Soal dan Tugas:
a) Sebutkan semua tokoh yang disebut namanya dalam teks tentang wahyu pertama.
b) Tuliskan kembali tanpa perubahan penggalan teks tentang wahyu pertama mulai dari "Muhammad berusia 40" sampai dengan "berselimut (Al Muzzamil).".

Bagian Teks:
..............................

Muhammad berusia 40 tahun 6 bulan dan 8 hari ketika ayat pertama sekaligus pengangkatannya sebagai rasul disampaikan kepadanya menurut perhitungan tahun Qomariah, atau 39 tahun 3 bulan 8 hari menurut perhitungan tahun syamsiah atau tahun masehi. Setelah kejadian di Gua Hira tersebut, Muhammad kembali ke rumahnya, Dalam suatu riwayat beliau merasakan suhu badannya panas dan dingin  seperti demam akibat peristiwa yang baru saja dialaminya dan meminta istrinya Khadijah agar memberinya selimut. Dalam QS Al Muzzamil ayat 1 Muhammad disebut sebagai Orang yang berselimut (Al Muzzamil).
Kemudian untuk menenangkan hati suaminya, Khadijah mengajak Muhammad mendatangi saudara sepupunya yang juga seorang pendeta Nasrani, yaitu Waraqah bin Naufal. Waraqah banyak mengetahui nubuat tentang nabi terakhir dari kitab-kitab suci Kristen dan Yahudi. Mendengar cerita yang dialami Muhammad, Waraqah pun berkata, bahwa ia telah dipilih oleh Tuhan menjadi seorang nabi. Kemudian Waraqah menyebutkan bahwa An-Nâmûs al-Akbar (Malaikat Jibril) telah datang kepadanya, kaumnya akan mengatakan bahwa ia seorang penipu, mereka akan memusuhi dan melawannya. Fakta sejarah mengakui bahwa di antara wanita, Khadijah adalah wanita yang pertama memeluk Islam, dan pria pertama yang memeluk Islam adalah ‘Ali bin Abi Thalib, anak pamannya. Muhammad menerima ayat-ayat Quran secara berangsur-angsur dalam jangka waktu 23 tahun. Ayat-ayat tersebut diturunkan berdasarkan kejadian faktual yang sedang terjadi, sehingga hampir setiap ayat Quran turun disertai oleh Asbabun Nuzul (sebab/kejadian yang mendasari penurunan ayat). Ayat-ayat yang turun sejauh itu dikumpulkan sebagai Mushaf yang juga dinamakan Al- Qurʾān (bacaan).

..............................

Bagian Data:
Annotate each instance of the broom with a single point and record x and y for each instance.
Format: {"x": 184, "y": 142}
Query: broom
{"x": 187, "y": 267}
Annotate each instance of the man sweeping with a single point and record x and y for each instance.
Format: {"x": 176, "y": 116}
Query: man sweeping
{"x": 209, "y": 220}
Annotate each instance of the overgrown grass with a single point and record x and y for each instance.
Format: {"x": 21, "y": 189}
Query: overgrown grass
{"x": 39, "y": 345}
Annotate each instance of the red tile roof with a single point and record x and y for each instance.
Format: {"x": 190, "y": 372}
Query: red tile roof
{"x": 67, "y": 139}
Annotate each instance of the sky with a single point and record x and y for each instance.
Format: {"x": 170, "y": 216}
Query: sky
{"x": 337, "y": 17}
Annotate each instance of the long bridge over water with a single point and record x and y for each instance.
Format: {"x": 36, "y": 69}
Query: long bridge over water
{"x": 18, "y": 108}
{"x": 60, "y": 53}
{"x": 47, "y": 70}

..............................

Kunci Jawaban:
a) Muhammad, Khadijah, Waraqah bin Naufal, Malaikat Jibril (An-Nâmûs al-Akbar), ‘Ali bin Abi Thalib

b)
Muhammad berusia 40 tahun 6 bulan dan 8 hari ketika ayat pertama sekaligus pengangkatannya sebagai rasul disampaikan kepadanya menurut perhitungan tahun Qomariah, atau 39 tahun 3 bulan 8 hari menurut perhitungan tahun syamsiah atau tahun masehi. Setelah kejadian di Gua Hira tersebut, Muhammad kembali ke rumahnya, Dalam suatu riwayat beliau merasakan suhu badannya panas dan dingin  seperti demam akibat peristiwa yang baru saja dialaminya dan meminta istrinya Khadijah agar memberinya selimut. Dalam QS Al Muzzamil ayat 1 Muhammad disebut sebagai Orang yang berselimut (Al Muzzamil).